### [ABOUT THIS EXERCISE]
Please restate each entry that appears below word for word, without its pictures.

┄┄┄┄┄┄┄┄┄┄┄┄┄┄┄┄┄┄┄┄

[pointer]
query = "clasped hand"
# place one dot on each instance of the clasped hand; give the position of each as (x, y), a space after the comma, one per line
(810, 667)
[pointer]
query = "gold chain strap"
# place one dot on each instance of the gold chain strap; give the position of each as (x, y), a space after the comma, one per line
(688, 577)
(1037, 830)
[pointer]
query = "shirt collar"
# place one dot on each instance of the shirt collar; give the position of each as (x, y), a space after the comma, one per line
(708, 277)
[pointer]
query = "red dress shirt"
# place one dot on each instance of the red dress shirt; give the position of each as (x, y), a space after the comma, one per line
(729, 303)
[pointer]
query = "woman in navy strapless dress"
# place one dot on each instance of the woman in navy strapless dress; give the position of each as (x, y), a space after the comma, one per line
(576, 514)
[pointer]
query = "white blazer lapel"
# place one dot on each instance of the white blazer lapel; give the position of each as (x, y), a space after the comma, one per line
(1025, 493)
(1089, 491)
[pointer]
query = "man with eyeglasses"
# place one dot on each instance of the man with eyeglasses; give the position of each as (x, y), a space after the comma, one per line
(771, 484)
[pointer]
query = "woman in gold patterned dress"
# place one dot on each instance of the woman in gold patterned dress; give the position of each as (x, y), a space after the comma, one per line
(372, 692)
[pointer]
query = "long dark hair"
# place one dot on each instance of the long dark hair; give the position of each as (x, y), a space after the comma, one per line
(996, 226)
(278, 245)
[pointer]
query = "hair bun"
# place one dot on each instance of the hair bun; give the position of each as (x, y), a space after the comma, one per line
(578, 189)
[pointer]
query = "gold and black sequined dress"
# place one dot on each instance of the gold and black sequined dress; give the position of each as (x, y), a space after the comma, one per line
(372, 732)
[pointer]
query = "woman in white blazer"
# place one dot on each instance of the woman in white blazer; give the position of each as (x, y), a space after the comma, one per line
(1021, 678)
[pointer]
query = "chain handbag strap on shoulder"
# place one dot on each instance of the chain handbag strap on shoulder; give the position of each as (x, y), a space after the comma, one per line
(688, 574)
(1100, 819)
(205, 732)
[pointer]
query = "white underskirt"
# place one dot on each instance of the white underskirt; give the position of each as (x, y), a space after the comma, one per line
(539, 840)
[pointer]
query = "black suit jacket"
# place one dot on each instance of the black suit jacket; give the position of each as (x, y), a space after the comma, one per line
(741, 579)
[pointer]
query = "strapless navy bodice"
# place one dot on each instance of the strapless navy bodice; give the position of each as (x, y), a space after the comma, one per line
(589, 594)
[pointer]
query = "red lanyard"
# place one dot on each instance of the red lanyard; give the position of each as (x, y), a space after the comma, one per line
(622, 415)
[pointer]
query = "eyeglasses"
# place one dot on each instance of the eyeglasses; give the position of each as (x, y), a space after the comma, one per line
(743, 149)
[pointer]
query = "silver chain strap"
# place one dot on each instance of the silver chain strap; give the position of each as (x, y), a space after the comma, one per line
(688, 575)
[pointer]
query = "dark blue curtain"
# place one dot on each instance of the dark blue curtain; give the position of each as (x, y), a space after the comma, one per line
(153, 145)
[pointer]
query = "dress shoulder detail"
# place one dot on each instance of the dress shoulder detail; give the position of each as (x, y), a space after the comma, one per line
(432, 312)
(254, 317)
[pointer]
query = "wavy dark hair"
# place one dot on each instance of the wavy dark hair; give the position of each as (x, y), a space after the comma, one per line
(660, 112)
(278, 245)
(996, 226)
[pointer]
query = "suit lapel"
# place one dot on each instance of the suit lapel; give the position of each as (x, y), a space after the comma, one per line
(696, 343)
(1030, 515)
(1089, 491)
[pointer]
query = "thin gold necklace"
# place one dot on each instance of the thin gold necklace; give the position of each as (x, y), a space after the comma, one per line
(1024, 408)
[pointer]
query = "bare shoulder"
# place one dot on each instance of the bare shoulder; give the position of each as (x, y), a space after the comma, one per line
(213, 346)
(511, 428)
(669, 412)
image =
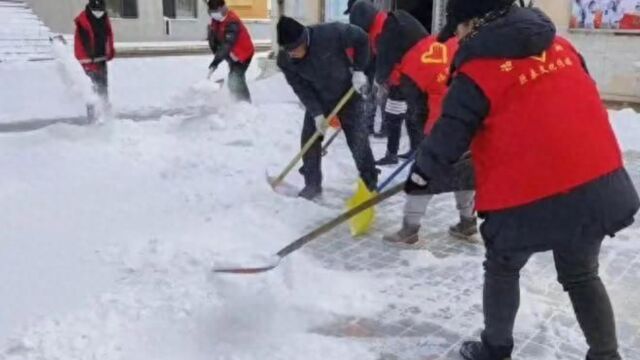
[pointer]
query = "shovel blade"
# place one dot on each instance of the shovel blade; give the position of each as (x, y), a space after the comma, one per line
(246, 270)
(360, 224)
(282, 188)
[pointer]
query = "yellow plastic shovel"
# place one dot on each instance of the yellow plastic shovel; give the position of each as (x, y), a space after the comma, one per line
(361, 223)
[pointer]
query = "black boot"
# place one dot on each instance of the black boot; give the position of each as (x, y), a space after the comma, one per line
(475, 350)
(380, 134)
(406, 155)
(465, 229)
(310, 192)
(388, 159)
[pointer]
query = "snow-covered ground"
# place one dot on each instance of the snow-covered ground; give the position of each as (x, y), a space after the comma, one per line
(108, 232)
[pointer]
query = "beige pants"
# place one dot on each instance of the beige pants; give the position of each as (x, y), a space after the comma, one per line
(416, 206)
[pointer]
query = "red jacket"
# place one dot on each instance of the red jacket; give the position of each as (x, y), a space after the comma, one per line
(427, 65)
(547, 131)
(243, 49)
(85, 54)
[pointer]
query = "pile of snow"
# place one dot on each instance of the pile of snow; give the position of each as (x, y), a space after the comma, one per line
(110, 233)
(23, 36)
(626, 124)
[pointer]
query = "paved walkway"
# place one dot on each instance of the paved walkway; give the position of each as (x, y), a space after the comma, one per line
(437, 291)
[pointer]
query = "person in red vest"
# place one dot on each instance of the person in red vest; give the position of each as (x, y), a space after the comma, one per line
(230, 41)
(548, 167)
(365, 15)
(93, 48)
(405, 46)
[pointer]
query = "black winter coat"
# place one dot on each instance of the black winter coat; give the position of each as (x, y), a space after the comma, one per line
(400, 34)
(363, 14)
(324, 75)
(601, 207)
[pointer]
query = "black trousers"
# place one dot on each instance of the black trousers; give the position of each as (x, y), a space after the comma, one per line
(100, 80)
(577, 268)
(238, 81)
(355, 130)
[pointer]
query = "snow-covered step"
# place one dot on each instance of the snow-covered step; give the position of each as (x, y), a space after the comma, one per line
(23, 36)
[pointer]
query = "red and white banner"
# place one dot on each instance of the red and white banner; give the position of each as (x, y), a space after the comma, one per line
(605, 14)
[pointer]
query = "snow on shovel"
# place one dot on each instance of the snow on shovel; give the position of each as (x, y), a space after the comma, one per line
(277, 181)
(299, 243)
(361, 223)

┄┄┄┄┄┄┄┄┄┄┄┄┄┄┄┄┄┄┄┄

### [ANSWER TO THE PROBLEM]
[pointer]
query = "clasped hand"
# place one dot on each instance of the clasped hand; give the position of each as (x, y), a space after the comma, one per line
(810, 667)
[pointer]
query = "gold chain strap"
# place one dot on each instance of the gold chain strap; give the position of each as (x, y), a space after the comma, one per line
(688, 577)
(1037, 830)
[pointer]
query = "shirt collar"
# place one dot on each instance of the shirt collar; give the position of each as (x, y), a space after the comma, one per line
(708, 277)
[pointer]
query = "red dress shirt"
# place one dot on each instance of the red dress shirt; give the position of each as (x, y), a space after the comma, one per line
(729, 303)
[pointer]
query = "woman in navy strapless dress"
# place one dot on each instance of the woman in navy strapless dress; give the position of each as (x, y), a space after the comma, one per line
(576, 514)
[pointer]
query = "white blazer lapel"
# place one dot on each instance of the white blazer lapel; give the position of each as (x, y), a space after the comma, one per line
(1025, 493)
(1089, 491)
[pointer]
query = "man with eyeglasses"
# place one dot on each instance of the man with eyeglasses; give the position of each as (x, y), a space after the comma, one per line
(771, 484)
[pointer]
query = "woman in gold patterned dress"
# place one dot on each instance of the woman in gold patterned dress; give the position of each as (x, y), a space after the comma, one per line
(372, 692)
[pointer]
query = "long dark hair"
# place one dot on each instance of the long dark hair; give the position of each as (x, y), a space after the comma, one per line
(996, 226)
(278, 245)
[pointer]
query = "hair bun"
# place one dot on each instance of the hair bun; give the position of each as (x, y), a space after the comma, one per line
(578, 189)
[pointer]
query = "gold and black sequined dress"
# place one dot on each instance of the gold and black sequined dress; give the position of each as (x, y), a space after the comma, one per line
(372, 732)
[pointer]
query = "woman in white blazer"
# place one dot on each instance of the woman in white blazer; give the position of each as (x, y), a space after the comma, one per line
(1021, 678)
[pointer]
query = "chain handbag strap on shoulder"
# place one dot on each instance of the chain handbag strap on shoulder; give the position of each as (x, y), a space after the comma, one per line
(688, 574)
(1100, 819)
(205, 732)
[pointer]
query = "white underskirt"
# place one dot on each instance of the white underskirt; give the position of each as (x, y), a space after the comma, one per line
(539, 840)
[pointer]
query = "black suit jacket"
# place one dot on each instance of the black suit jacket; give the position of each as (x, y), a space after the comma, one per line
(741, 579)
[pointer]
query = "strapless navy bodice"
# place one dot on each instance of the strapless navy bodice; give the position of each as (x, y), a space after the comma, one per line
(589, 594)
[pointer]
query = "red lanyard"
# place one dot on each instance of the red lanyard; give the position of each as (x, y), a space after the comma, one per line
(622, 415)
[pointer]
query = "eyeglasses"
# place one dot on each instance of the eyeglasses; give the position of each as (x, y), a space after the comma, one per line
(743, 149)
[pointer]
query = "silver chain strap"
# place one dot on each instance of the silver chain strap; give the position of each as (x, y), a space after the comma, one per line
(688, 575)
[pointer]
query = "dark blue curtain"
# place one dot on each instance of the dark blue curtain; give the position of each as (x, y), a space after the comma, one per line
(153, 145)
[pointer]
query = "dress shoulder detail"
# place one dot on each instance of the dress shoulder detail; give the position of each as (x, y), a space after the comma, one per line
(432, 312)
(254, 317)
[pointer]
query = "wavy dark hair"
# place one dot on each instance of the wavy dark hair; give the position of each as (x, y), a space after the comma, one per line
(660, 112)
(278, 245)
(996, 226)
[pointer]
query = "suit lapel"
# place one dot on each instance of the suit lapel; give the position of each as (x, y), a space after the comma, one per line
(696, 343)
(1030, 515)
(1089, 491)
[pointer]
query = "thin gold necklace"
# place one dot on each instance of the thin gold necklace; give the position of each as (x, y), a space after the comma, one per line
(1024, 408)
[pointer]
query = "bare shoulder"
# place one dot on each instance of the bare shoulder; give the position of each as (x, y), a space after the comma, one per line
(213, 346)
(511, 428)
(669, 412)
image =
[pointer]
query = "shovel blade"
# place one dot on each instance of the shovel blade; give the position of each as (x, y), a space after the comma, one per line
(246, 270)
(360, 224)
(282, 188)
[pointer]
query = "yellow plastic shovel"
# place one dot on each instance of the yellow plastic shovel; give the position of each as (x, y), a space after the comma, one per line
(361, 223)
[pointer]
query = "black boot"
# place one dot on each instance of the black boot; give the position of each as (x, y), a space after the comma, one per line
(475, 350)
(380, 134)
(406, 155)
(465, 229)
(310, 192)
(388, 159)
[pointer]
query = "snow-covered ground"
# place one dot on each instance of the snow-covered ground; give the position of each as (x, y), a space after the comma, one per line
(108, 232)
[pointer]
query = "beige pants"
# place one dot on each instance of the beige pants; give the position of each as (x, y), a space after the comma, one per line
(416, 206)
[pointer]
query = "red jacket"
# place one dot on each instance of the red jacket; give the position of each as (x, y), a space after the comma, one per line
(427, 65)
(547, 131)
(243, 49)
(85, 54)
[pointer]
query = "pile of snow"
# place one dot on each instance of the pile of snow; give the position of each as (x, y), a space after the comma, one per line
(110, 233)
(23, 36)
(626, 124)
[pointer]
query = "paved walkway"
# place one dot on each instance of the paved walkway; give the position of each as (x, y), a space after the comma, one per line
(437, 291)
[pointer]
query = "person in red vest"
# place one dot on each instance of the person in red vest; give the position of each as (x, y), a space after the comma, one per line
(230, 41)
(548, 167)
(365, 15)
(93, 48)
(405, 46)
[pointer]
query = "black winter coat"
# place one dot on each instance of the black winter coat; give the position of each as (x, y), a space after the comma, one per line
(400, 34)
(363, 14)
(324, 75)
(601, 207)
[pointer]
query = "black trousers"
# place one dot on each instance of the black trousers; give the position of each as (x, y), a space after the comma, one per line
(100, 80)
(577, 268)
(238, 81)
(355, 130)
[pointer]
query = "snow-covered step"
# place one dot on each instance of the snow-covered step; give the position of each as (x, y), a space after the comma, one per line
(23, 36)
[pointer]
query = "red and white banner"
# place one dot on each instance of the red and white banner; give the position of each as (x, y), a space after the comma, one per line
(605, 14)
[pointer]
query = "snow on shovel"
# place one dot on each instance of the snow on shovel; give the position of each as (x, y), a space after the comma, one per line
(277, 181)
(299, 243)
(361, 223)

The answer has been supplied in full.